■ What is required:
Add 120 to both the x and y coordinates in every point answer, starting at the line that contains "Tag the sunlit" and ending at the line that contains "point(295, 87)", with both of those lines included. Write out all the lines in that stretch and only those, and leave any line without coordinates unchanged.

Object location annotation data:
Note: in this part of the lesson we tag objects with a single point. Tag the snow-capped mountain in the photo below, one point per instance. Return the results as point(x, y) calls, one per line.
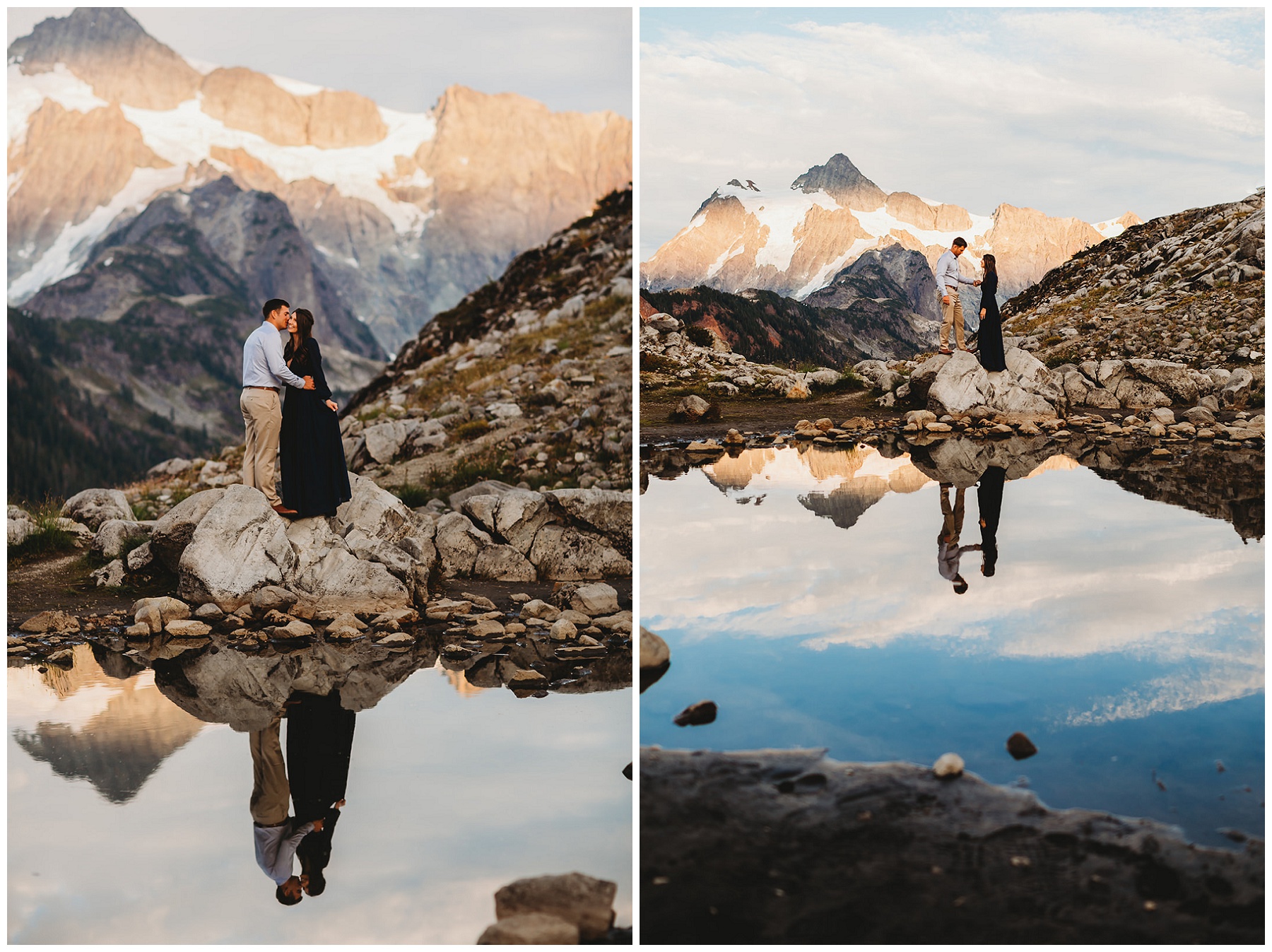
point(796, 240)
point(406, 211)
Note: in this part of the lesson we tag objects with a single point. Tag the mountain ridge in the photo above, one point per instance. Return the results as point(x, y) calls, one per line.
point(795, 241)
point(401, 240)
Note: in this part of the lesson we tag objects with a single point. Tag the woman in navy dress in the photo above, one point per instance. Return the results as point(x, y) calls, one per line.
point(314, 479)
point(990, 336)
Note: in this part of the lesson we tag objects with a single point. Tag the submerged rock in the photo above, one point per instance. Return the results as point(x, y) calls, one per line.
point(584, 901)
point(725, 859)
point(700, 713)
point(1020, 747)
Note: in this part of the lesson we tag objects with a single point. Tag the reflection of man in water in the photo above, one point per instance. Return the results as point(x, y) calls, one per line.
point(989, 499)
point(319, 742)
point(948, 550)
point(276, 834)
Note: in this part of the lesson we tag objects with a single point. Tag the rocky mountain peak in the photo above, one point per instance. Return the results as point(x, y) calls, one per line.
point(844, 182)
point(108, 50)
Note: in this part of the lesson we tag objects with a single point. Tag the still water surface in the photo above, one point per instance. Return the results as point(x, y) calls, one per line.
point(143, 834)
point(801, 591)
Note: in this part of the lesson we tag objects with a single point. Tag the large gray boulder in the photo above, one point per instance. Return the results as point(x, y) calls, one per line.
point(330, 578)
point(502, 563)
point(238, 546)
point(384, 440)
point(93, 507)
point(458, 543)
point(519, 516)
point(606, 511)
point(381, 516)
point(1033, 376)
point(578, 899)
point(114, 535)
point(564, 554)
point(922, 377)
point(1135, 394)
point(176, 527)
point(1237, 389)
point(248, 691)
point(960, 384)
point(1177, 381)
point(485, 488)
point(878, 373)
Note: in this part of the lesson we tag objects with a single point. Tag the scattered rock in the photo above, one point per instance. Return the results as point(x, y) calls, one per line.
point(93, 507)
point(189, 628)
point(50, 621)
point(531, 929)
point(948, 766)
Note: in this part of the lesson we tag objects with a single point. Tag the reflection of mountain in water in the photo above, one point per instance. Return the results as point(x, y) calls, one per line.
point(844, 505)
point(116, 746)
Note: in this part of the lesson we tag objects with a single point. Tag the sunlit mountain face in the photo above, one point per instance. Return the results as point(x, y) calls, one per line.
point(112, 731)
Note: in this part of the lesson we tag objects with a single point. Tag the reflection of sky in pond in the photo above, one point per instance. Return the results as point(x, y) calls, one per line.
point(449, 799)
point(1126, 637)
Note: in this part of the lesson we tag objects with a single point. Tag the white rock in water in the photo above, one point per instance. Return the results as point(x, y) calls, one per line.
point(948, 765)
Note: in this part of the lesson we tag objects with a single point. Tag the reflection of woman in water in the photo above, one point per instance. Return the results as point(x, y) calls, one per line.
point(319, 742)
point(948, 550)
point(989, 339)
point(989, 499)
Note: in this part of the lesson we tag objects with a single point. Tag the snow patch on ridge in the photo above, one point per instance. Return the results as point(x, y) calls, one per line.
point(186, 135)
point(881, 223)
point(823, 276)
point(782, 213)
point(70, 249)
point(28, 93)
point(295, 87)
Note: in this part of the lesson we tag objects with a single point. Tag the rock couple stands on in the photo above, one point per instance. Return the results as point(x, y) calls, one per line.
point(375, 554)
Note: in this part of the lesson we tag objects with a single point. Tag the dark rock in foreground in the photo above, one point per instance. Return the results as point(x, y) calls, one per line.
point(790, 847)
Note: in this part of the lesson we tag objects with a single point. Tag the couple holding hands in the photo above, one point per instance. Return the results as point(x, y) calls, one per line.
point(302, 433)
point(990, 335)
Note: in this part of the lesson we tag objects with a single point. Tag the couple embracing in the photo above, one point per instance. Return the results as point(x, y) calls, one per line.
point(314, 479)
point(990, 336)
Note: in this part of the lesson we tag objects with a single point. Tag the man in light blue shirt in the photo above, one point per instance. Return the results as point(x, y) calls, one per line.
point(948, 279)
point(264, 375)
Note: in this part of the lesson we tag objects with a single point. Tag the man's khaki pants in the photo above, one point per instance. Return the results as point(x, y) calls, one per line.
point(262, 416)
point(952, 313)
point(270, 791)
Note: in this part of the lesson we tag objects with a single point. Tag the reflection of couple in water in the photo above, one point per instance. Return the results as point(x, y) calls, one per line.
point(319, 741)
point(989, 497)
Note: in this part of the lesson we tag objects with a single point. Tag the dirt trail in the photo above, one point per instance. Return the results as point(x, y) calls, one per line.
point(60, 582)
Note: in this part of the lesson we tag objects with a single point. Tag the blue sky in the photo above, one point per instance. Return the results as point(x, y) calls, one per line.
point(405, 57)
point(1085, 112)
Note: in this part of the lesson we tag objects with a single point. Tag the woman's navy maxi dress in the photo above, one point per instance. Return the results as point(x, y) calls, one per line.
point(314, 478)
point(990, 336)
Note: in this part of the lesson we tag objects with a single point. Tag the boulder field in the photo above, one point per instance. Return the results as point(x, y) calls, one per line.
point(375, 556)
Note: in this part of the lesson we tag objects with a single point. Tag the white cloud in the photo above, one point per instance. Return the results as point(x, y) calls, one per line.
point(1075, 112)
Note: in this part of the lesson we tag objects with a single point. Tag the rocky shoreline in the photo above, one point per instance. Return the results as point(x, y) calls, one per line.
point(791, 847)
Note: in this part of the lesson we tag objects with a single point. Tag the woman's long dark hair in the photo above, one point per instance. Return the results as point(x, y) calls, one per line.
point(305, 332)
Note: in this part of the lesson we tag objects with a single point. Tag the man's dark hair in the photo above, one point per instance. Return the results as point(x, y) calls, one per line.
point(284, 898)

■ Expected answer:
Note: in this part of the lesson we tag objects with a single point. Tag the sunlit mountain face in the photo above, one point per instance. Return the results as point(x, y) calls, one per line.
point(232, 851)
Note: in this part of the lesson we tag objects with a single point. Tag the reflection of sky in pond in the photo above, one point per instance. Return the results as point(x, y) calls, one per line.
point(569, 919)
point(1246, 757)
Note: in this part of the lesson we tag objects with a single point. Tag the white rock in water in the photo above, one point per instance. Return the results as point(x, y) calls, one per line.
point(1068, 885)
Note: in this part of the lesson we tag objects with a single point. Tag the reflection of woman in water in the photo above, one point per instance. Return the results as point(x, y) calls, one per line.
point(439, 862)
point(1068, 670)
point(1109, 459)
point(1109, 619)
Note: in this part of the lesson we tag objects with a single point. Tag the snow patch on ridge in the photo above, one point per instance. Return the results as point(x, y) calls, one per line.
point(306, 255)
point(1001, 343)
point(943, 396)
point(902, 333)
point(190, 369)
point(148, 213)
point(415, 207)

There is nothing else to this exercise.